Run through the records and, wherever a line holds the word "woman", return that line.
START DATASET EXCERPTS
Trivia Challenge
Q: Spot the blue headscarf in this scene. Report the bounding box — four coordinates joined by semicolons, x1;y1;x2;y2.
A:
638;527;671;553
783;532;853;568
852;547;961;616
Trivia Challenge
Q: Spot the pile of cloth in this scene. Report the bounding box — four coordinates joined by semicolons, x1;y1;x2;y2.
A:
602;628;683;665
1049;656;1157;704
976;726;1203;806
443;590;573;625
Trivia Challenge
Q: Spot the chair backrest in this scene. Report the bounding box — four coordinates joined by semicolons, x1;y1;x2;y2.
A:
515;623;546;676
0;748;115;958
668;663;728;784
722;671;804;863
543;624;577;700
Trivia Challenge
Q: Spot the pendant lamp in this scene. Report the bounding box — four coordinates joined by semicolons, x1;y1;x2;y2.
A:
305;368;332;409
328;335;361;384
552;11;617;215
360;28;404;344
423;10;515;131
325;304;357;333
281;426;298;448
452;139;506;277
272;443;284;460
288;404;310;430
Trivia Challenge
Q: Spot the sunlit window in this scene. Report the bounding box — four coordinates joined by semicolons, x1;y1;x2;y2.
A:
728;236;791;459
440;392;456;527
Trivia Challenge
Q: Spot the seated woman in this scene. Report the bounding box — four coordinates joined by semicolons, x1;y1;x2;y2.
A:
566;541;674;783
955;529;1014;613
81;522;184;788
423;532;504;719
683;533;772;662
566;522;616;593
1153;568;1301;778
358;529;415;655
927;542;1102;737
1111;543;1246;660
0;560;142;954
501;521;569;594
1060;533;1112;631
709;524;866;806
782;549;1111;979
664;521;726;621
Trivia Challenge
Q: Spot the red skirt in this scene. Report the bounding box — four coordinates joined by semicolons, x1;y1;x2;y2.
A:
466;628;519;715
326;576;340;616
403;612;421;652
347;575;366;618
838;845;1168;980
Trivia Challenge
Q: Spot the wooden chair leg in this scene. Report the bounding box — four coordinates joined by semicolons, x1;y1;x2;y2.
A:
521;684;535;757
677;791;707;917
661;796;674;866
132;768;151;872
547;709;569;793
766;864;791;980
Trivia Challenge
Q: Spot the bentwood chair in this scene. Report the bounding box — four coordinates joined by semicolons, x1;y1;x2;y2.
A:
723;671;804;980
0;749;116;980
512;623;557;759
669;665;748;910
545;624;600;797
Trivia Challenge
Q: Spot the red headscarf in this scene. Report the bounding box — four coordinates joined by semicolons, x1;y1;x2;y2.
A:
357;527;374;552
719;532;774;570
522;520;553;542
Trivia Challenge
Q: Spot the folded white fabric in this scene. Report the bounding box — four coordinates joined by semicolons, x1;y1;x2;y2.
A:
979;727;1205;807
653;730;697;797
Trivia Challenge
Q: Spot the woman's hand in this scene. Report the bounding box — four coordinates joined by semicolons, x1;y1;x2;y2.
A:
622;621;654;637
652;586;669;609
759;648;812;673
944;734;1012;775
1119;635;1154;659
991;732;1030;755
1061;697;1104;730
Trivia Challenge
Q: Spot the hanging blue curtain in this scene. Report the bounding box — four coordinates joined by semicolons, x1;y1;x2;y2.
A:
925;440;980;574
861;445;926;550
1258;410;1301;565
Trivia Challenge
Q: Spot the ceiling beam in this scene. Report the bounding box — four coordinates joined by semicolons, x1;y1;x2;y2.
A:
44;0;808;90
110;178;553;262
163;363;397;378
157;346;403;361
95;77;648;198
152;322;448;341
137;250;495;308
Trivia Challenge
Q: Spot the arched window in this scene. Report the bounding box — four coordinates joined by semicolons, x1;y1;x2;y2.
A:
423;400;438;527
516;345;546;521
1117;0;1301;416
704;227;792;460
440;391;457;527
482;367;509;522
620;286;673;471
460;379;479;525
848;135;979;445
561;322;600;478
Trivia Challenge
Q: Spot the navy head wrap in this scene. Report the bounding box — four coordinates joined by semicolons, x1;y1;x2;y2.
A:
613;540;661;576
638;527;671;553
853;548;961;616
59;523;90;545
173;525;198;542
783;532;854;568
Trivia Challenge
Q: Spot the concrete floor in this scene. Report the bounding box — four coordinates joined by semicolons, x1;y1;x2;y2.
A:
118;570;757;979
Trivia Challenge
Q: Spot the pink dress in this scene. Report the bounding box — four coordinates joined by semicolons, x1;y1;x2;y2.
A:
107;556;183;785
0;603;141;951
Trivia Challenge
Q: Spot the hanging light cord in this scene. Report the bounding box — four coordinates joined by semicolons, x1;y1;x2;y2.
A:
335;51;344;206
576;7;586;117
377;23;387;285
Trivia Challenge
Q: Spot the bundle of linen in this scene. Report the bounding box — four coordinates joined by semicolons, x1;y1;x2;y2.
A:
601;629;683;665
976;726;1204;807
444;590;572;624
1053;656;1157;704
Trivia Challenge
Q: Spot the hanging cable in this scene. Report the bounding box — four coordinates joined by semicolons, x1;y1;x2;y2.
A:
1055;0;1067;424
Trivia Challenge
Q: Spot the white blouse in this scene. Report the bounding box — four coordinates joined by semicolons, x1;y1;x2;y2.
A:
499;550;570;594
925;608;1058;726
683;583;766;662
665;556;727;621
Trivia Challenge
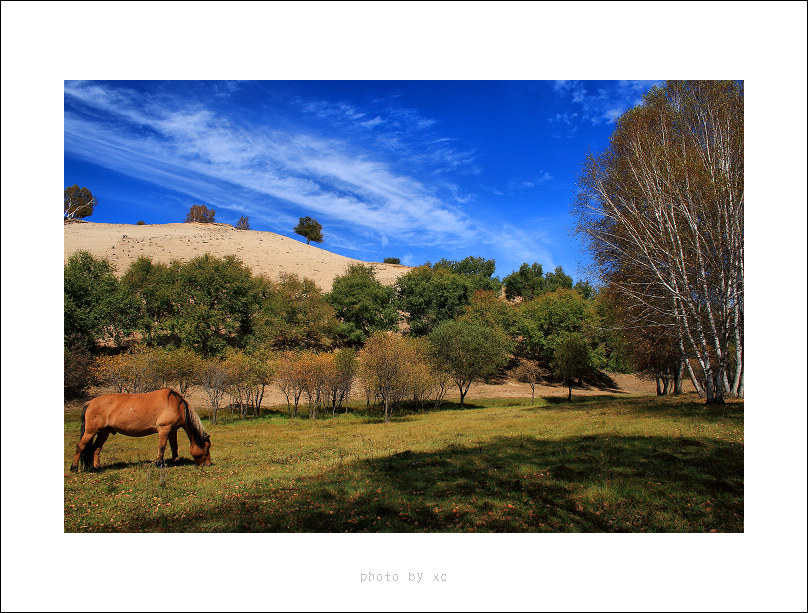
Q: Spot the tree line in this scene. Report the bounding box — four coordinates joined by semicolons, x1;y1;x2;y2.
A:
65;251;650;413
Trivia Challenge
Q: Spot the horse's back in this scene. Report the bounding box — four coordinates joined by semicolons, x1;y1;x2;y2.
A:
86;389;183;436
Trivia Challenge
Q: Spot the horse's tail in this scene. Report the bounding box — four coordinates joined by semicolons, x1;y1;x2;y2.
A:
79;401;95;471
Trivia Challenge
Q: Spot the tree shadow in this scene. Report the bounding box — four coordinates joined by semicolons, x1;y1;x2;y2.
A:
540;394;631;406
583;370;622;391
103;433;743;533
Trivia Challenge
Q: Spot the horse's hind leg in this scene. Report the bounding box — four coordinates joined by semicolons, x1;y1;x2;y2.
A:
70;430;96;472
92;429;111;470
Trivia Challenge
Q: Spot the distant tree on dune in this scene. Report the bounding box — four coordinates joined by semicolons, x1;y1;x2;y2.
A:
236;216;250;230
383;257;401;264
64;185;97;219
186;204;216;223
294;216;323;244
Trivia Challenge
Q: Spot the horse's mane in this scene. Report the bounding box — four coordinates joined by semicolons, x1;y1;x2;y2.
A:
170;389;206;446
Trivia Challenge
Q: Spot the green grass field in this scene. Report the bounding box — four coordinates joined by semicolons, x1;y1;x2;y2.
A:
64;394;743;532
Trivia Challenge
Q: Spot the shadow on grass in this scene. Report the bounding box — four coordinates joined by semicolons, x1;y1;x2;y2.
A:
536;395;744;423
100;432;743;533
541;394;633;406
247;400;491;424
72;456;202;473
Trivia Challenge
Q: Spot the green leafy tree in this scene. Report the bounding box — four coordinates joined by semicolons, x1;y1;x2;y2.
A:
383;257;401;264
64;185;97;219
185;204;216;223
429;319;511;408
120;256;176;344
503;263;575;301
252;273;337;350
460;290;523;334
395;265;475;336
327;264;398;345
590;290;633;373
294;216;323;244
518;288;597;362
503;262;545;301
552;333;592;400
170;254;257;355
64;251;137;350
573;280;595;300
543;266;573;293
434;256;502;292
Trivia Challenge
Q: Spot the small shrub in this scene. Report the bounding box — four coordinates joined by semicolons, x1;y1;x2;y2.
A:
64;344;93;398
137;220;146;225
383;257;401;265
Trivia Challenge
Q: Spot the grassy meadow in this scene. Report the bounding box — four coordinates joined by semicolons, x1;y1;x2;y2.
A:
63;394;743;532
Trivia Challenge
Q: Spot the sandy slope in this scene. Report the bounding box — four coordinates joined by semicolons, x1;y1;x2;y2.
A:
64;220;411;289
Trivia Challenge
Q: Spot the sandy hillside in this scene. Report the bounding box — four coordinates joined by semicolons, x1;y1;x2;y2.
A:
64;221;411;290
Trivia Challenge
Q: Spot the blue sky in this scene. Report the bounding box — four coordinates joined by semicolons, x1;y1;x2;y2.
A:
64;79;660;281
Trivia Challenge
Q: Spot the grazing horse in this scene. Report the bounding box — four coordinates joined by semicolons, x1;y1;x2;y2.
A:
70;388;211;471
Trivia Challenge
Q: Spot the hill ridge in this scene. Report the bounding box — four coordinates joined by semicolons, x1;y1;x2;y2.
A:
64;221;410;290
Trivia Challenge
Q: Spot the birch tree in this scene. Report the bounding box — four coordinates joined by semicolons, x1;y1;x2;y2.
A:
573;80;743;403
64;185;97;219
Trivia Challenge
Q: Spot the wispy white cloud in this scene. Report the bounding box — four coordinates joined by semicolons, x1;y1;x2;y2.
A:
64;81;478;248
506;171;553;193
553;79;661;125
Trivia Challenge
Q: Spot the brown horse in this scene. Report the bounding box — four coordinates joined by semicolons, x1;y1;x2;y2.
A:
70;388;211;471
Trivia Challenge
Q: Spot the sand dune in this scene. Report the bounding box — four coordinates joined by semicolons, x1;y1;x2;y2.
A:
64;220;411;290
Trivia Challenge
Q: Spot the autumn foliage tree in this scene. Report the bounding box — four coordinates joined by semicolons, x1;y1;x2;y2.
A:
275;351;306;417
185;204;216;223
513;358;543;402
573;80;744;403
358;332;417;423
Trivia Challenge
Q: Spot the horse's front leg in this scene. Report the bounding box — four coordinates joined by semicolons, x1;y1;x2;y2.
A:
168;428;179;463
155;426;172;467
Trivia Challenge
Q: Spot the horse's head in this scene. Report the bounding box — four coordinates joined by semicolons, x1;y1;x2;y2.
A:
191;434;212;466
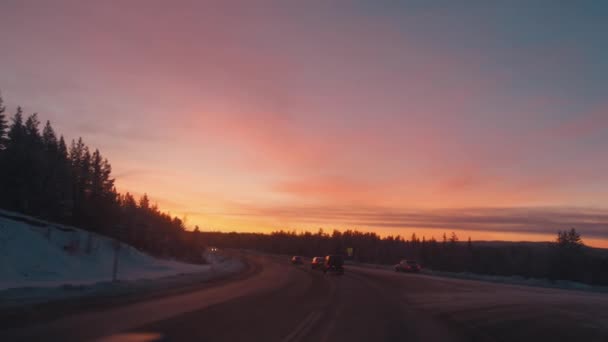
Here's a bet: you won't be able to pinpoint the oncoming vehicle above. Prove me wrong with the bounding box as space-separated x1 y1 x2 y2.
394 260 421 273
323 255 344 275
291 256 303 265
311 256 324 269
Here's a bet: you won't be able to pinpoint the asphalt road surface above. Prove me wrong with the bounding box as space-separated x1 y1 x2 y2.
3 253 608 342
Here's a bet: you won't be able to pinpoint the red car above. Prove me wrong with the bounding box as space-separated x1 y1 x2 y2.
291 256 303 265
394 260 421 273
311 256 324 269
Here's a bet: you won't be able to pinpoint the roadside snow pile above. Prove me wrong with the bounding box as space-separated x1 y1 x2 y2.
0 209 224 290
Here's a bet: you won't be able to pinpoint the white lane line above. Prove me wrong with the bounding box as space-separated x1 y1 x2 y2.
281 311 322 342
295 311 322 342
318 303 341 342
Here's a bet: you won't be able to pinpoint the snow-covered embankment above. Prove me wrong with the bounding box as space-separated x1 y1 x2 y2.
0 209 241 306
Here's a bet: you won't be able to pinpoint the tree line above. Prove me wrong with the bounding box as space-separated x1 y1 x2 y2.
0 95 204 263
201 228 608 286
1 94 606 284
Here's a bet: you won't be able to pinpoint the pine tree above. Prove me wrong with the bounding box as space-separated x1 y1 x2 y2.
79 146 92 220
449 232 459 244
0 98 8 209
23 113 44 214
89 149 105 231
68 139 80 216
91 149 104 197
101 158 114 192
85 149 117 232
0 98 206 261
139 194 150 210
120 192 138 243
553 228 585 281
69 137 91 225
123 192 137 210
81 146 91 183
56 135 73 220
7 107 24 147
69 138 84 167
40 121 60 218
24 113 41 143
0 108 26 209
0 94 7 150
58 136 68 158
557 228 584 249
42 120 58 152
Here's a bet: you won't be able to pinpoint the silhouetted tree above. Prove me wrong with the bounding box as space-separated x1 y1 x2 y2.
40 121 60 217
557 228 584 249
449 232 459 244
2 107 27 211
55 135 73 219
0 96 206 263
139 194 150 211
7 106 24 144
4 95 608 276
42 120 57 151
0 94 7 150
552 228 586 281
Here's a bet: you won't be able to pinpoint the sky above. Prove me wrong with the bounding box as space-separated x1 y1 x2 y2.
1 1 608 246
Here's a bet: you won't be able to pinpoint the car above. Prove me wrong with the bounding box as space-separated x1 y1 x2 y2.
291 256 303 265
394 259 421 273
311 256 324 269
323 255 344 275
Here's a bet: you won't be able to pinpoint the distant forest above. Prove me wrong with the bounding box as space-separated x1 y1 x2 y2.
1 95 607 285
202 228 608 286
0 95 204 263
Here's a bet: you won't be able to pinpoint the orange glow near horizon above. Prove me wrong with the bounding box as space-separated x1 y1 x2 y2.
2 2 608 248
116 180 608 248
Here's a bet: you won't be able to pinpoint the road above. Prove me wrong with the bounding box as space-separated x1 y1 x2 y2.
2 253 608 342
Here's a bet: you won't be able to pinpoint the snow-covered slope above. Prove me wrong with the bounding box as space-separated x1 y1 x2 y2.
0 209 212 290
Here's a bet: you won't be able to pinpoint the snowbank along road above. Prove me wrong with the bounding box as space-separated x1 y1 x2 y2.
2 252 608 342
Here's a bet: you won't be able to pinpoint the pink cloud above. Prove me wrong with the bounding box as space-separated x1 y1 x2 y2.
2 1 608 242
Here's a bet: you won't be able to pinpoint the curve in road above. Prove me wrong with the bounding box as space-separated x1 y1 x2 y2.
3 253 608 342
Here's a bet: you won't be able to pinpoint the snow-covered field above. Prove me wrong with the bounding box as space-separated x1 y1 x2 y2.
420 269 608 293
347 260 608 293
0 209 242 306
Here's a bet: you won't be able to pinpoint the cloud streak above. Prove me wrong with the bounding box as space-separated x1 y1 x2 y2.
1 2 608 245
224 205 608 239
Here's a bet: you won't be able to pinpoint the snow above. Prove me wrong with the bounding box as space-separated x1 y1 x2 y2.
421 269 608 293
0 209 238 291
346 260 608 293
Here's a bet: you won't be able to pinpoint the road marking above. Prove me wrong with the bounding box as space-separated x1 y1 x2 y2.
281 311 322 342
95 332 163 342
318 301 342 342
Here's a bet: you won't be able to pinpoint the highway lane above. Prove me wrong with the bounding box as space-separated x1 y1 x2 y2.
132 260 415 342
0 253 288 341
3 253 608 341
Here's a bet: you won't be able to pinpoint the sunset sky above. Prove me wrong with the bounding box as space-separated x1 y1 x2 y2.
1 1 607 246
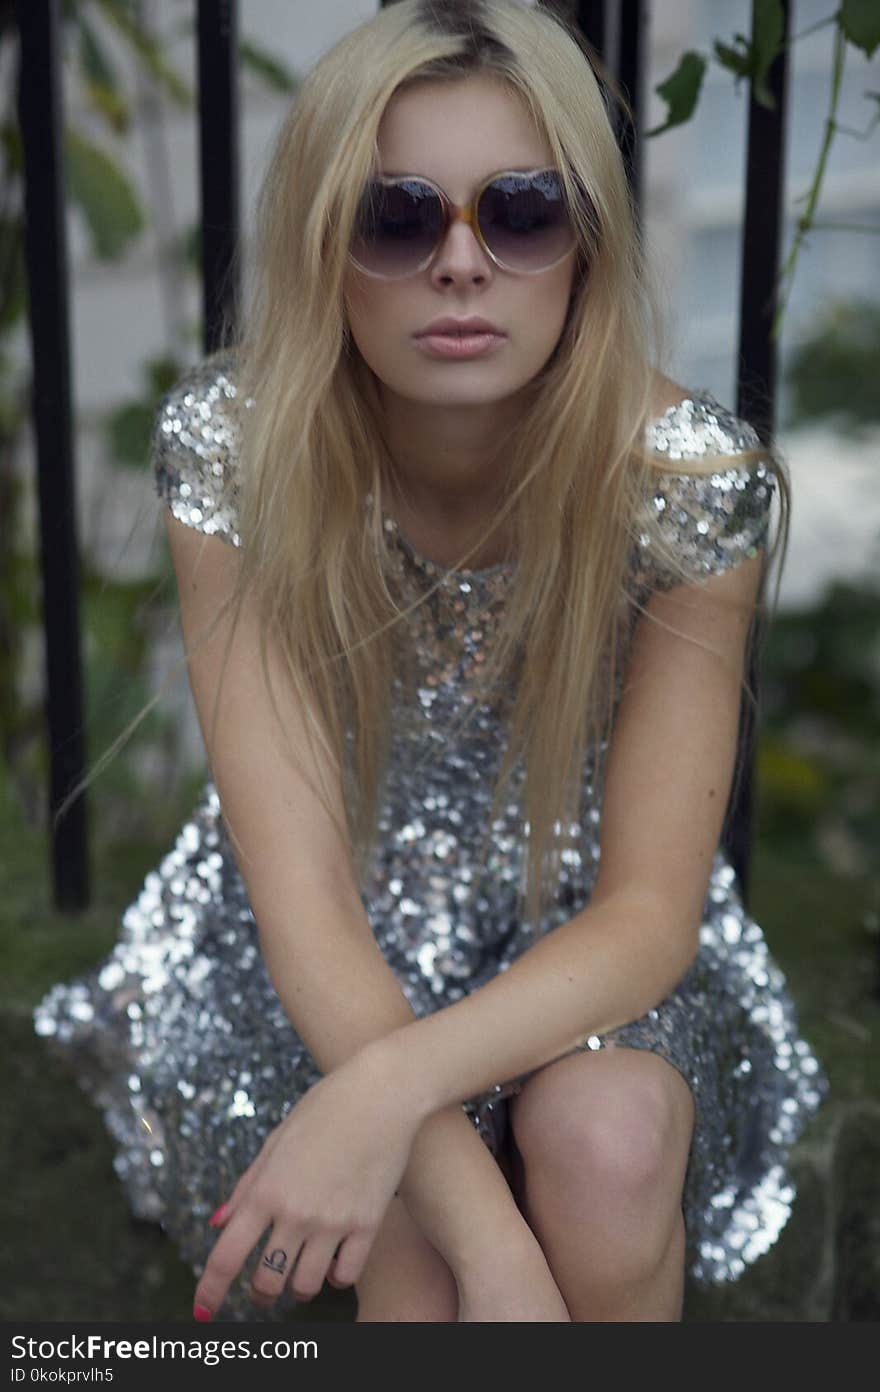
END DATASET EXCERPTS
### TASK RESULT
Q: Spot the seated woman in this scene. Report the bounding box — four coordinates joined by semicolons, x1;y1;x2;y2.
Q: Spot the woman's hand in this scene. Report the bounding box — four coordinates joined by semicolons, x1;y1;x2;y2.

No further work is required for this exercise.